Directions for this task
How many lines in the rows below contain the string "cloud", matching case exactly? Reply with the number alone.

(Extracted data entries)
++++

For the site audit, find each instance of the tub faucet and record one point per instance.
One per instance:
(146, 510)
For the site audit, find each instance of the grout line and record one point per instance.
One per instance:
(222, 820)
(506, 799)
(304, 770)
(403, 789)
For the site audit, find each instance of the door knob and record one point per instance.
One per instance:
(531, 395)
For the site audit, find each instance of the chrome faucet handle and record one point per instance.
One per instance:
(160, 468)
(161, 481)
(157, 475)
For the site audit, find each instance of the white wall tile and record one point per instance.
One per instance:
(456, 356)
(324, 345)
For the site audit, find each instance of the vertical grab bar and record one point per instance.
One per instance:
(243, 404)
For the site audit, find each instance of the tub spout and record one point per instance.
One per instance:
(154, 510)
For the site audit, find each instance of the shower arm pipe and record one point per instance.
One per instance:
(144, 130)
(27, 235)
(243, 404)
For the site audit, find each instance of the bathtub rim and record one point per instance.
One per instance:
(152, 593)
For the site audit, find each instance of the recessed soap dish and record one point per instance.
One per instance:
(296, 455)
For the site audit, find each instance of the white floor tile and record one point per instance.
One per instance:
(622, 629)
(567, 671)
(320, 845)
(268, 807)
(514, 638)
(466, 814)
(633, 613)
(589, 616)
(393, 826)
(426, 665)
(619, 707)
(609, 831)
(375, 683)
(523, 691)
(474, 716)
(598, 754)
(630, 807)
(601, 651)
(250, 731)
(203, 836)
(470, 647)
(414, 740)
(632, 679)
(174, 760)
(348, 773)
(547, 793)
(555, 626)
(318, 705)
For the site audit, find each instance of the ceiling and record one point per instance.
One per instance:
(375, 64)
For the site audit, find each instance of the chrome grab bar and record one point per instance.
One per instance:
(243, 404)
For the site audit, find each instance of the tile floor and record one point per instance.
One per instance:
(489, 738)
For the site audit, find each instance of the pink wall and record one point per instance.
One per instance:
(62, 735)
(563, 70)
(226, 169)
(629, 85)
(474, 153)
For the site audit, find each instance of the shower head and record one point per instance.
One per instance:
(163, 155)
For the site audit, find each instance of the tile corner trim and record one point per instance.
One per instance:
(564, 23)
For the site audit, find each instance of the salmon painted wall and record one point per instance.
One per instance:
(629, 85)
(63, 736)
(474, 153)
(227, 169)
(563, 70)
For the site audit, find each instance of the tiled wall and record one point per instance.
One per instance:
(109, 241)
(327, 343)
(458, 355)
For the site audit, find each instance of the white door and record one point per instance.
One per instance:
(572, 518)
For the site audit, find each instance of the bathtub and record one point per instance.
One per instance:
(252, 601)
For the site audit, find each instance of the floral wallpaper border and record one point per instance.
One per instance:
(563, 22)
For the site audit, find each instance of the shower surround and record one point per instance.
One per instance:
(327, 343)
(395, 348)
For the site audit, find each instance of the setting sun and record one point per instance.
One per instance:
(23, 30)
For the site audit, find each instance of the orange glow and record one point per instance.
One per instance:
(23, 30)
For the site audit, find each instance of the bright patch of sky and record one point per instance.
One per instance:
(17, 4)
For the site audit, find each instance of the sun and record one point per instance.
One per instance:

++++

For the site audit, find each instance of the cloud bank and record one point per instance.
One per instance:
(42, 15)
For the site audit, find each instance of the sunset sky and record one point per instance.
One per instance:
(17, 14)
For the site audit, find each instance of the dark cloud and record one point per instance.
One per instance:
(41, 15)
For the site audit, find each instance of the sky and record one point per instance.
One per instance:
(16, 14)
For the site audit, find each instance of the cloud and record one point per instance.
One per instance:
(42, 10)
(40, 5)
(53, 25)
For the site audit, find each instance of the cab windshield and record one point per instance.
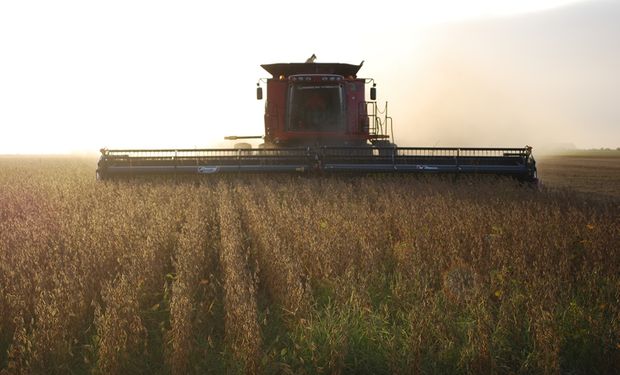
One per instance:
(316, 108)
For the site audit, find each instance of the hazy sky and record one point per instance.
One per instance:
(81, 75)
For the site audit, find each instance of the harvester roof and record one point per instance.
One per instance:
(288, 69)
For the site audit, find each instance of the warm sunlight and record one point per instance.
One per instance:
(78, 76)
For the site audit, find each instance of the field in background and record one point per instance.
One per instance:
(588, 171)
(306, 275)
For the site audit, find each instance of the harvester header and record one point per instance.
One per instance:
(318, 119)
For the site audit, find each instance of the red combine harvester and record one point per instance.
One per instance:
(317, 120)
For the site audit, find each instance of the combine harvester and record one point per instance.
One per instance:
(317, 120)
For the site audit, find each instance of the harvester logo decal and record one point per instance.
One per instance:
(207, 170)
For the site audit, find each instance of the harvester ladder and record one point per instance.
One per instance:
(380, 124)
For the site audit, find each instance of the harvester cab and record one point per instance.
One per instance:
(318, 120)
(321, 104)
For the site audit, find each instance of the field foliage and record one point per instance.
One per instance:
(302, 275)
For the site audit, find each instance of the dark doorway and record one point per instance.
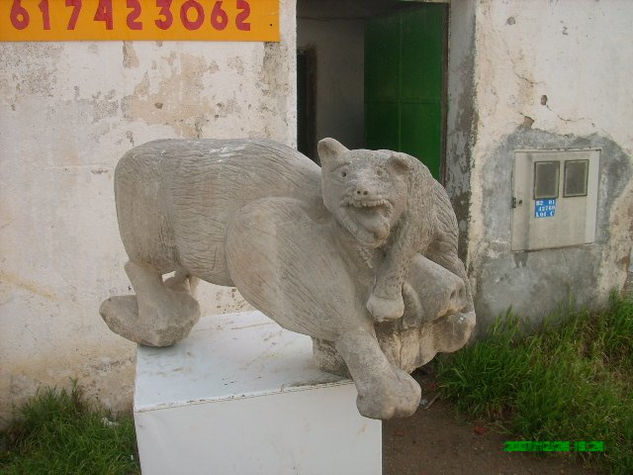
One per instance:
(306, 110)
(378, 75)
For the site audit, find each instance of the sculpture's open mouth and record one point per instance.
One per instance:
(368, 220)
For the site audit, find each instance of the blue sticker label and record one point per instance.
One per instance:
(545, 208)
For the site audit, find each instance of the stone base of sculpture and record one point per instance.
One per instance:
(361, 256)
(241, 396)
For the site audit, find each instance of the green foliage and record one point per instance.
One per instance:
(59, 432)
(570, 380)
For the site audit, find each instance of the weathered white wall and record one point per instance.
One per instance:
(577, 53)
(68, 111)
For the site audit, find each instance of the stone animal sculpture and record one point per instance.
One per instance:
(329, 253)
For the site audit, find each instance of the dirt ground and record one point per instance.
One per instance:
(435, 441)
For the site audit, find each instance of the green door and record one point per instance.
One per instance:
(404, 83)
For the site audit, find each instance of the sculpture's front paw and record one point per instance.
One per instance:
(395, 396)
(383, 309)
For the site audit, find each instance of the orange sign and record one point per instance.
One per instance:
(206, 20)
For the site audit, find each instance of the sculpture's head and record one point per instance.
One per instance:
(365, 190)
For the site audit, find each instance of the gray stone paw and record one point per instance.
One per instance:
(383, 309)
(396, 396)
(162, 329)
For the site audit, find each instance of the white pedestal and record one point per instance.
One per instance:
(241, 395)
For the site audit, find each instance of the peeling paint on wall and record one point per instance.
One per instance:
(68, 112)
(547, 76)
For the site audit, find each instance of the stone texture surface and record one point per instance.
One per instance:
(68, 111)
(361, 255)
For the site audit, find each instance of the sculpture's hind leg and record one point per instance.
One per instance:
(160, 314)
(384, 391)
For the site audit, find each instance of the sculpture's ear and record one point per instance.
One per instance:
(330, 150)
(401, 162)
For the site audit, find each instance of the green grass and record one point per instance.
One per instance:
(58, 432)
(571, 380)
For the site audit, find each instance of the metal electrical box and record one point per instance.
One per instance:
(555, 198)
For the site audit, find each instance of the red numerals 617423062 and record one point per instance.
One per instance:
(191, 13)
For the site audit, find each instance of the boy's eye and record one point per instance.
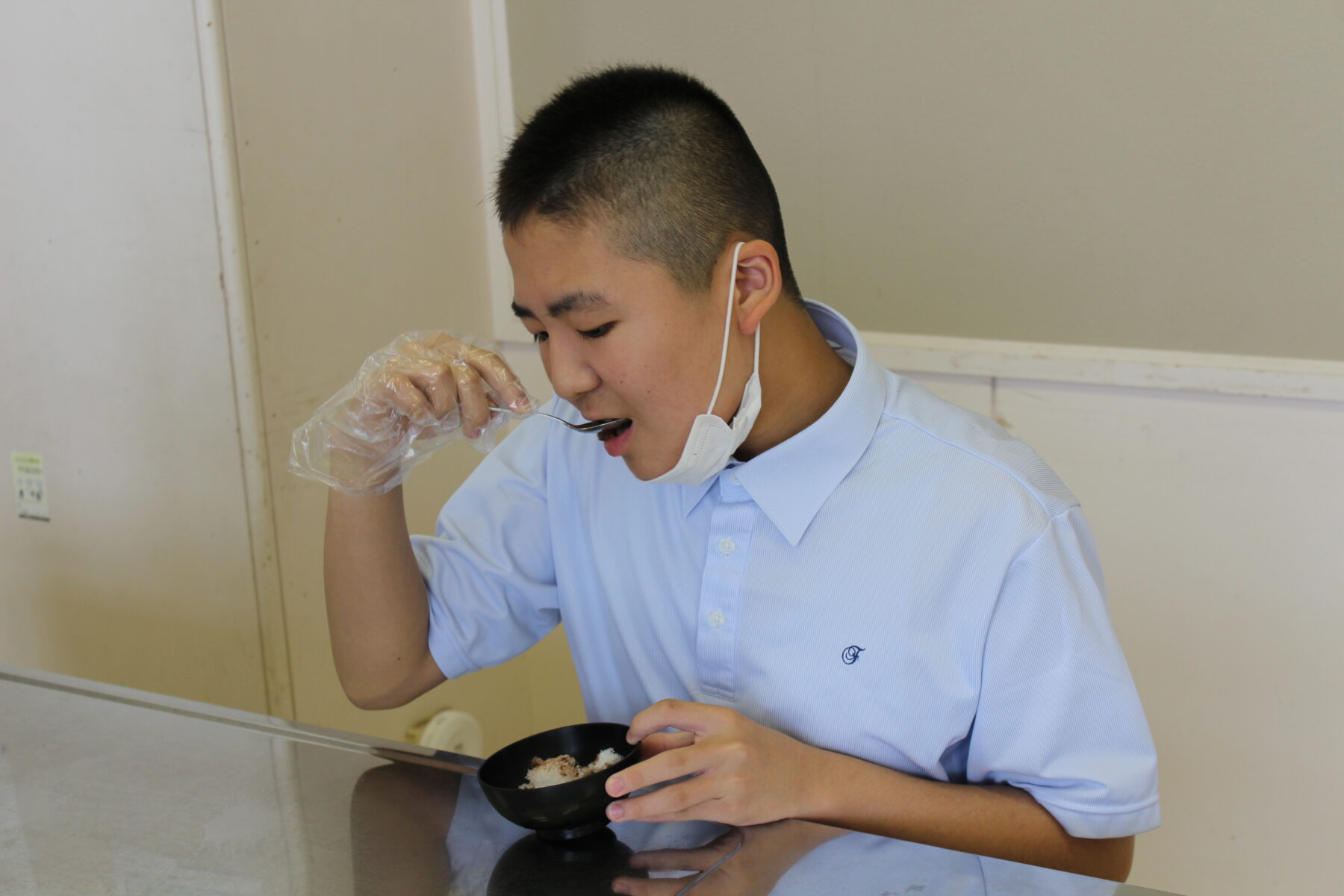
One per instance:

++++

Correct answer
3